▶ [EXERCISE REQUIREMENTS]: Look through the material below and say how many of its lines carry the string "blue". Only the number should be given.

INPUT DATA: Begin

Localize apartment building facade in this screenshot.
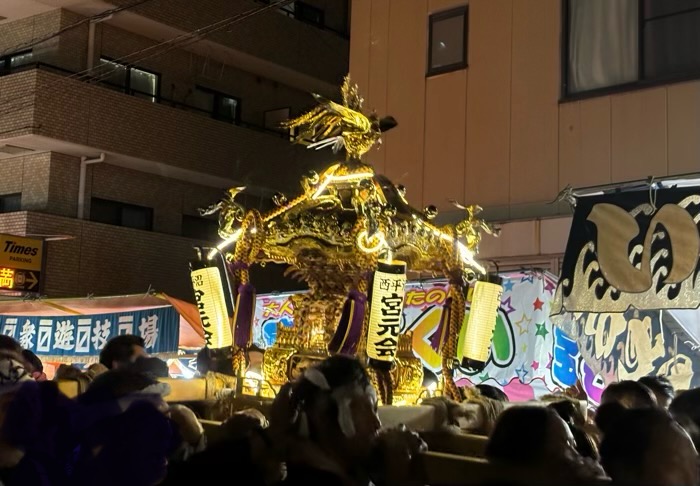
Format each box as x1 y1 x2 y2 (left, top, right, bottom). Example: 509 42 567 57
349 0 700 272
0 0 349 299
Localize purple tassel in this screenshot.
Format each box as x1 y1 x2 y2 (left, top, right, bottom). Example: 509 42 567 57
329 290 367 355
233 283 256 349
227 261 249 271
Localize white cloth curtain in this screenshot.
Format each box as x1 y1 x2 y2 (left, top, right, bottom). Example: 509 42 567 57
568 0 639 93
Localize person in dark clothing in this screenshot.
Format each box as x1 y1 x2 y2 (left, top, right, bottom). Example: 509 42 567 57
638 375 674 409
269 356 426 486
486 406 605 486
597 402 698 486
669 387 700 451
21 350 47 382
600 380 657 409
99 334 148 370
129 355 170 379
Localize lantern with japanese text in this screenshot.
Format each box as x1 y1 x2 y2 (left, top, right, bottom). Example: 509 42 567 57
190 261 233 349
461 274 503 370
367 260 407 369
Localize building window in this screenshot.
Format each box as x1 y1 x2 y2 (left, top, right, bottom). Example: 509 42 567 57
182 215 219 241
295 2 324 26
193 86 241 124
98 57 160 102
264 107 291 132
427 6 468 76
0 194 21 213
565 0 700 96
90 197 153 231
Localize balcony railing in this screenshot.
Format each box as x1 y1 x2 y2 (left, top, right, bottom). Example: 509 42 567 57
0 62 294 140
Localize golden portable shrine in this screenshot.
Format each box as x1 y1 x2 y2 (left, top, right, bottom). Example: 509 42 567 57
192 77 501 405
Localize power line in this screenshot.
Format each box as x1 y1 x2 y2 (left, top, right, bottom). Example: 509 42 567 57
0 0 159 57
0 0 296 120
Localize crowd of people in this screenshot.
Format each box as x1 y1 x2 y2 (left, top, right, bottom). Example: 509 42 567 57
1 333 699 486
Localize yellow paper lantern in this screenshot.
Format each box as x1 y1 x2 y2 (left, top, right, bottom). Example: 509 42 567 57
190 266 233 348
461 275 503 369
367 260 407 366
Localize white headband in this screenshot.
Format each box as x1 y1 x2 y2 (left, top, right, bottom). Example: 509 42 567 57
300 366 376 438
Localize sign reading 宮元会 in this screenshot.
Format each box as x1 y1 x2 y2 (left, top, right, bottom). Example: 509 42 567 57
0 234 44 292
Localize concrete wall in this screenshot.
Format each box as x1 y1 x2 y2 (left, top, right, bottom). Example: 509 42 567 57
349 0 700 223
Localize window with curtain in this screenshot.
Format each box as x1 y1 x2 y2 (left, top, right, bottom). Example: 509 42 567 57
566 0 700 95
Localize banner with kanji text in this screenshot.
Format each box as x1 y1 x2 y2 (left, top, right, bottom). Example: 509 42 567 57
0 306 179 360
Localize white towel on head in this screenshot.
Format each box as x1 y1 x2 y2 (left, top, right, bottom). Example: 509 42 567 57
0 356 31 394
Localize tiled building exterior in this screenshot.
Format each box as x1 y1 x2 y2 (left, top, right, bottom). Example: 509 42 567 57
0 0 349 298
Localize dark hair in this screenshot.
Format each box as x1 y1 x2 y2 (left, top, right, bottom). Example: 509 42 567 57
669 388 700 449
287 355 372 439
548 399 584 426
78 368 159 405
22 349 43 373
571 425 598 461
596 403 674 482
476 384 509 402
486 406 559 464
129 356 169 378
0 335 22 354
638 375 674 402
601 380 656 408
196 346 233 376
99 334 145 369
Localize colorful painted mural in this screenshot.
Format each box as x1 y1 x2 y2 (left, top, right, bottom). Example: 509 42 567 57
248 271 586 401
557 310 700 396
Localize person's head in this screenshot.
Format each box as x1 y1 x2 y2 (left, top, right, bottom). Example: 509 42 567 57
0 336 21 355
21 350 47 382
129 356 169 379
0 349 31 396
600 380 657 409
670 388 700 451
272 355 380 467
597 402 698 486
196 346 233 376
99 335 147 370
486 406 576 466
548 399 585 428
475 384 509 402
638 375 674 409
78 368 169 413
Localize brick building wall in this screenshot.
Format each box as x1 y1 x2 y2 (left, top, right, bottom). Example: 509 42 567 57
0 70 37 140
104 0 349 84
95 19 316 126
4 211 203 299
28 69 329 192
47 152 81 218
0 10 62 63
86 163 222 236
0 210 301 299
1 8 333 128
0 3 347 300
0 153 51 212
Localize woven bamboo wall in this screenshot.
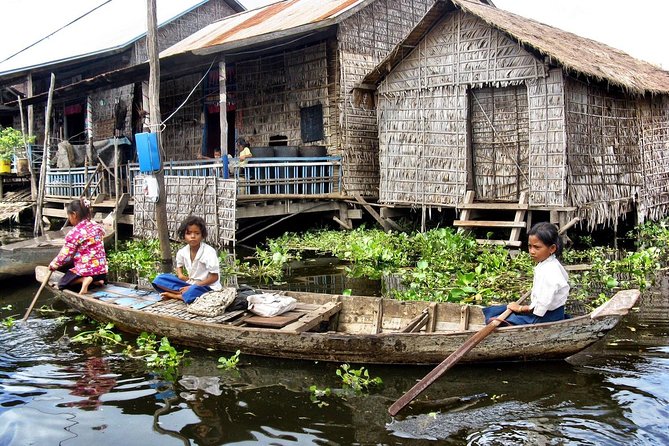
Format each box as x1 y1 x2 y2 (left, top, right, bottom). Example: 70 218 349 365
378 85 468 206
234 42 332 147
133 175 236 248
638 95 669 222
377 11 550 207
471 85 529 202
564 77 641 228
527 69 567 207
159 73 205 160
338 0 432 197
90 86 134 139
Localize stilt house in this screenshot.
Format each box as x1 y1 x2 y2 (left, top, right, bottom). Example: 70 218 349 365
157 0 493 196
0 0 243 153
356 0 669 228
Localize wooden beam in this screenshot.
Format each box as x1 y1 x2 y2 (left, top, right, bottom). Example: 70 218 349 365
453 220 526 228
353 193 403 231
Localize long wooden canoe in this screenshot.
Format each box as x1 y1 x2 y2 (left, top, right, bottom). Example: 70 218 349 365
1 229 114 281
35 266 639 365
0 230 70 281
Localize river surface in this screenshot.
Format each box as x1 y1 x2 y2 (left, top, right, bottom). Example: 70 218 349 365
1 265 668 445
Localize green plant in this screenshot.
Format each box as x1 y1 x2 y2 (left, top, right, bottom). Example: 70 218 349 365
1 316 16 330
70 321 124 349
309 385 332 407
336 364 383 393
0 127 33 161
217 350 241 370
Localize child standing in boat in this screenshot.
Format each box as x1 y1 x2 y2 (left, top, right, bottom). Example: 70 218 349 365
152 216 222 303
483 221 570 325
49 198 108 294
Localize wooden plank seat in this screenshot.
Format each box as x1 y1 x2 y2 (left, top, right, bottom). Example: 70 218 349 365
282 301 343 333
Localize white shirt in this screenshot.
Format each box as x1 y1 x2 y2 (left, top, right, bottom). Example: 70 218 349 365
175 242 222 291
530 255 570 317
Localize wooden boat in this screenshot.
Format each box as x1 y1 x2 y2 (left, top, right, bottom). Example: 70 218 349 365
1 229 115 281
35 266 639 365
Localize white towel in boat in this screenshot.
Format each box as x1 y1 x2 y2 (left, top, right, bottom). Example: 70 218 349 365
247 293 297 318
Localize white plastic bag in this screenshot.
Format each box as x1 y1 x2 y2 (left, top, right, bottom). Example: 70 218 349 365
247 293 297 317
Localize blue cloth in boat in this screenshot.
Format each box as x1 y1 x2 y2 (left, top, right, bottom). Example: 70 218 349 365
152 273 211 304
482 304 565 326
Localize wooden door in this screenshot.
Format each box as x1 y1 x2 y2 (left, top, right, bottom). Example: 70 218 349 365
470 86 529 201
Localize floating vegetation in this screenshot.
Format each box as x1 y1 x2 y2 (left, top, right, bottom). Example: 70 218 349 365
217 350 241 370
107 220 669 309
309 364 383 407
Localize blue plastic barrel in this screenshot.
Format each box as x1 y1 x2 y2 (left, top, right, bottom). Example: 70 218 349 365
135 132 161 173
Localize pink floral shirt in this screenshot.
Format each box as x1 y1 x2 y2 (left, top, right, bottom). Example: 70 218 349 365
49 219 108 276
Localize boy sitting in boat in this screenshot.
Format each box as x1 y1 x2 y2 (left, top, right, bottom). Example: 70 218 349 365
151 216 222 303
483 222 570 325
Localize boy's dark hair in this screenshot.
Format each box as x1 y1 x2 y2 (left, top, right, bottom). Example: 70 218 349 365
236 137 250 148
178 215 208 239
67 198 91 220
527 221 563 257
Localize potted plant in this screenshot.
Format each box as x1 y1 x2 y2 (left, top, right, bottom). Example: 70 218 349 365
0 127 33 174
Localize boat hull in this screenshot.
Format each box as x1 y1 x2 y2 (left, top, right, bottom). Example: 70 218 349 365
0 230 68 280
36 267 639 365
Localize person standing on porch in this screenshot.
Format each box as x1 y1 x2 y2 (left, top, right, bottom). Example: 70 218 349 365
237 137 252 166
151 216 222 303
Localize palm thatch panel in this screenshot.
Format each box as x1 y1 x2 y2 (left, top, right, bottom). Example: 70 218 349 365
338 0 433 197
565 78 642 228
638 96 669 222
471 85 529 202
379 85 467 206
526 69 567 207
160 73 206 160
235 42 331 148
134 176 236 248
379 11 547 95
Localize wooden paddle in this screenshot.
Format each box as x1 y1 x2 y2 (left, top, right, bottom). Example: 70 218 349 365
388 289 530 416
388 218 580 416
22 269 53 322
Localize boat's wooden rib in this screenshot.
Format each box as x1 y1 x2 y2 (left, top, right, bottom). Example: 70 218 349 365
34 266 640 365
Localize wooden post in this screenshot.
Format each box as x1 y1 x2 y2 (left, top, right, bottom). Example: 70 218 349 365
17 96 37 200
147 0 172 272
34 73 56 236
219 59 228 155
113 135 119 250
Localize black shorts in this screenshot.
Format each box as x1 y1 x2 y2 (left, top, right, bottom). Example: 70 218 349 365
57 271 107 290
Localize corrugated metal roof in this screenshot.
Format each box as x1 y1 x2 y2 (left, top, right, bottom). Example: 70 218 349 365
0 0 241 77
162 0 368 57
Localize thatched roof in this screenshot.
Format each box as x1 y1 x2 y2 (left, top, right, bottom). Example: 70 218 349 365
360 0 669 95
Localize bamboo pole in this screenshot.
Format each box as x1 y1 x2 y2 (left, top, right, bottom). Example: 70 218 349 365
34 73 56 236
147 0 173 272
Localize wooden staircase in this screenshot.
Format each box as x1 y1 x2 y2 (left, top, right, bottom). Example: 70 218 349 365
454 191 528 248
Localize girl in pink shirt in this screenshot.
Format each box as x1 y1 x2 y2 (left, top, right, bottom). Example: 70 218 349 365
49 198 108 294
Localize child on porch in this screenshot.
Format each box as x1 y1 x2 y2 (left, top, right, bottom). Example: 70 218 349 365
482 221 570 325
49 198 108 294
151 216 222 303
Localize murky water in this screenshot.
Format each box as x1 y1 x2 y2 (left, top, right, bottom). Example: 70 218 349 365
1 268 668 444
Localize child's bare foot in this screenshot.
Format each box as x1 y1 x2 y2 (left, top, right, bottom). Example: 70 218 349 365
93 280 104 287
80 276 93 294
160 291 183 300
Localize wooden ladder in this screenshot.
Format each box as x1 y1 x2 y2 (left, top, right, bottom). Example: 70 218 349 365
454 191 528 248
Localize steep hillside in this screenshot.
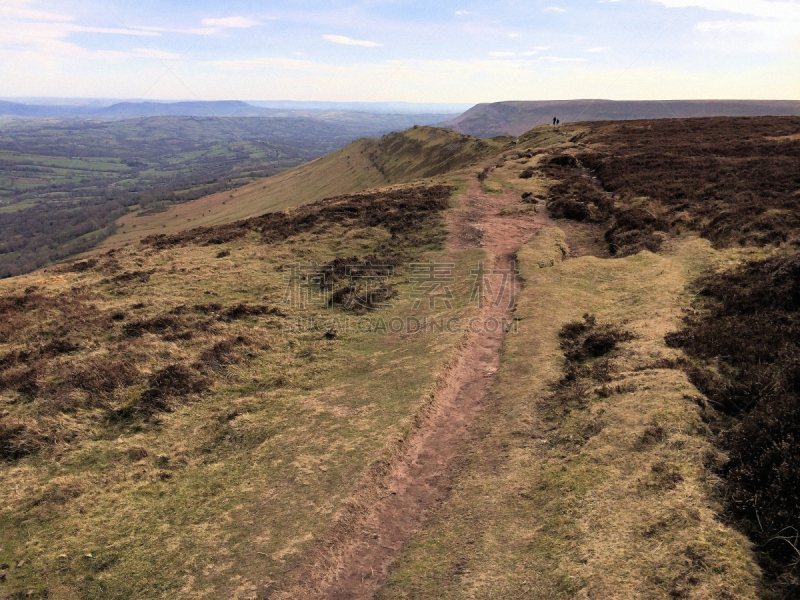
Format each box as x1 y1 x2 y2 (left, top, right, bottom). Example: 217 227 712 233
0 184 473 599
102 126 502 249
445 100 800 137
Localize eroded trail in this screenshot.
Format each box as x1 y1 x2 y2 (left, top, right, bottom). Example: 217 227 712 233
283 182 542 599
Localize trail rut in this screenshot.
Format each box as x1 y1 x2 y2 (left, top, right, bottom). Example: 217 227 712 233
279 181 543 599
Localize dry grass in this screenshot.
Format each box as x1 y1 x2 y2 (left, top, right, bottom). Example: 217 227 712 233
0 118 786 599
0 183 488 599
379 230 761 599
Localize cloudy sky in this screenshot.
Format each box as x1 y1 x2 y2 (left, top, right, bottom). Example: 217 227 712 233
1 0 798 103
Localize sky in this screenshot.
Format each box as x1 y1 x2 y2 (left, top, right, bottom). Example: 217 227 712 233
0 0 798 103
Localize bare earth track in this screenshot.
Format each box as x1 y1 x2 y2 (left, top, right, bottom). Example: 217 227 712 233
277 182 543 599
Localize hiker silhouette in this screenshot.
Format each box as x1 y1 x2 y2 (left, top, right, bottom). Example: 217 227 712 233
557 118 560 125
553 117 557 126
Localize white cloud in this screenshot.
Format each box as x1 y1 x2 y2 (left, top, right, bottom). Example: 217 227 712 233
695 19 798 34
0 3 74 22
0 21 161 44
521 47 552 56
586 46 607 52
323 34 382 47
508 32 520 38
544 6 566 12
455 10 471 16
541 56 588 62
133 48 182 61
489 51 516 57
651 0 800 21
207 57 317 71
201 17 261 29
69 25 161 36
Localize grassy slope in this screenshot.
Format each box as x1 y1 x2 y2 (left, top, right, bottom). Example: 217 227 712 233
103 126 501 250
0 181 490 598
0 120 775 598
378 126 769 599
380 229 762 600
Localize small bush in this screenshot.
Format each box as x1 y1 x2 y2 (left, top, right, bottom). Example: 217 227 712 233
546 316 635 438
41 339 80 357
0 366 39 397
108 270 152 284
123 314 186 338
67 359 140 396
66 259 98 273
559 314 634 362
197 337 248 371
219 304 284 321
549 154 579 168
138 364 209 414
548 198 591 222
0 417 41 460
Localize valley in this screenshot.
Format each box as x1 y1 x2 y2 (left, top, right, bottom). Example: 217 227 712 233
0 112 455 278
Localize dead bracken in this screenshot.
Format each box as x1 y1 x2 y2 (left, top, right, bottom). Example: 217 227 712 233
543 117 800 256
141 185 453 250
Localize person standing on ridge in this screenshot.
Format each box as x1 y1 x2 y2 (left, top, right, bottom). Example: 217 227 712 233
553 117 557 126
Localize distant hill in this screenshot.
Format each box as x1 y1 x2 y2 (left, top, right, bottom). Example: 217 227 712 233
0 99 465 121
0 100 90 118
93 100 277 119
0 100 276 119
444 100 800 137
248 100 473 114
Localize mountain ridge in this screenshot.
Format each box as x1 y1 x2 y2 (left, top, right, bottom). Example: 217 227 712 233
444 99 800 137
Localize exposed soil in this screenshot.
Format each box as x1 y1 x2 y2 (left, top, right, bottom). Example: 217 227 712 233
278 181 542 599
447 182 543 255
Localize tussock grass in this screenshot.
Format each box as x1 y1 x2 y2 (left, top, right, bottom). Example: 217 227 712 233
380 233 760 599
0 185 486 598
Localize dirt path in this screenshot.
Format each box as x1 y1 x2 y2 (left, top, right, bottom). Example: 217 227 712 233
280 181 543 599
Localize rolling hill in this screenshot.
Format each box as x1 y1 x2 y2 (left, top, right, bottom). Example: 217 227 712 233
444 99 800 137
102 126 504 249
0 115 465 278
0 99 463 122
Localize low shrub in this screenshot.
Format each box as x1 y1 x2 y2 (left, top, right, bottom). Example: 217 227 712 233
559 314 634 362
666 250 800 589
67 359 140 396
138 364 210 414
123 314 186 337
197 337 248 371
0 417 41 460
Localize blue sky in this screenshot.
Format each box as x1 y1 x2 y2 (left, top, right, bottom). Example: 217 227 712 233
0 0 798 102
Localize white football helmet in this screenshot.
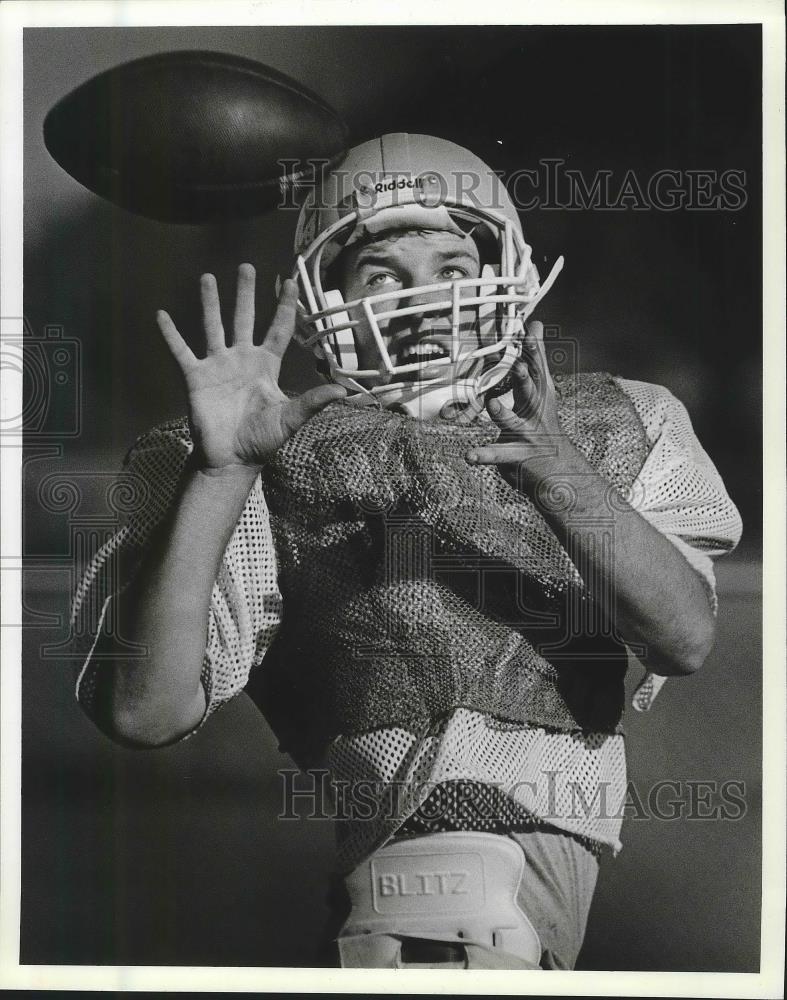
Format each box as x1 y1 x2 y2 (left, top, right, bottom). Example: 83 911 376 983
290 133 563 420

INPUT DATA: End

▶ [RESPONSE TO THIS EXERCISE]: 3